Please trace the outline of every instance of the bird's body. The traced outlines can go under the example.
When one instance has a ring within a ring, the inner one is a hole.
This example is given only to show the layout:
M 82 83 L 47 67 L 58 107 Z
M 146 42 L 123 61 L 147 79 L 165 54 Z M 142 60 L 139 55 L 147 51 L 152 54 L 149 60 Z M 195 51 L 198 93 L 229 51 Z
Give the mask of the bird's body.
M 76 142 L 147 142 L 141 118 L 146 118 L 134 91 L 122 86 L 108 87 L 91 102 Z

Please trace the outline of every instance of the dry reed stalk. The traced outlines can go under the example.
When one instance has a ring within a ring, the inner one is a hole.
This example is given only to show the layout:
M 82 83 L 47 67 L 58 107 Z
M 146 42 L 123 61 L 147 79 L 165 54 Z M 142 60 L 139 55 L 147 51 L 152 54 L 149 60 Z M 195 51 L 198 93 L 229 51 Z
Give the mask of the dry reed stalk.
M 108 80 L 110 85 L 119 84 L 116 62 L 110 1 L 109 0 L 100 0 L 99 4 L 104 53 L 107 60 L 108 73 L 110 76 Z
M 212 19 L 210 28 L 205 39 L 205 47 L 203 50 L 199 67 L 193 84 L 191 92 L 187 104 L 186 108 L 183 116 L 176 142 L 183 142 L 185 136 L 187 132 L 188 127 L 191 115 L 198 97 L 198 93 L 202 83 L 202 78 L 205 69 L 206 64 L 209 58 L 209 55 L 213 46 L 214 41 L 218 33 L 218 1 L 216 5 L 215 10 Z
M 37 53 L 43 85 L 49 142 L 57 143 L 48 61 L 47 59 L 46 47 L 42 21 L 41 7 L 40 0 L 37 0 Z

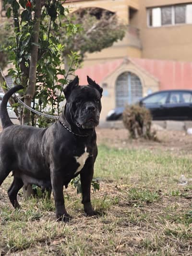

*TASK REQUIREMENTS*: Copy every line of the entries above word for word, but leave out the picture.

*SOLUTION FOR THIS EXERCISE*:
Please trace the outline of every instance of the bird's body. The traced outlines can go under the example.
When one instance has a ring within a ring, the inner one is a hole.
This example is given only to show the layout:
M 82 83 L 47 67 L 58 107 Z
M 146 42 L 123 61 L 147 79 L 165 54 Z M 142 60 L 139 55 L 147 51 L 152 54 L 149 60 Z M 195 51 L 198 93 L 229 51 Z
Give the mask of the bird's body.
M 76 142 L 147 142 L 141 118 L 146 118 L 134 91 L 122 86 L 108 87 L 91 102 Z

Please trace the outline of every instance of the dry reed stalk. The traced outlines can go under the example.
When one instance has a ring within a ring, the inner one is a hole.
This example is given only to show the layout:
M 82 83 L 47 67 L 58 107 Z
M 146 42 L 123 61 L 147 79 L 165 54 Z M 142 60 L 139 55 L 147 51 L 152 54 L 149 60 Z M 195 51 L 198 93 L 229 51 Z
Give the mask of the dry reed stalk.
M 108 80 L 110 85 L 119 84 L 116 62 L 110 1 L 109 0 L 100 0 L 99 4 L 104 53 L 107 60 L 108 73 L 110 76 Z
M 212 19 L 210 28 L 205 39 L 205 47 L 203 50 L 199 67 L 193 84 L 191 92 L 187 104 L 186 108 L 183 116 L 176 142 L 183 142 L 185 136 L 187 132 L 188 127 L 191 115 L 198 97 L 198 93 L 202 83 L 202 78 L 205 69 L 206 64 L 209 58 L 209 55 L 213 46 L 214 41 L 218 33 L 218 1 L 216 5 L 215 10 Z
M 37 53 L 43 85 L 49 142 L 57 143 L 48 61 L 47 59 L 46 47 L 42 21 L 41 7 L 40 0 L 37 0 Z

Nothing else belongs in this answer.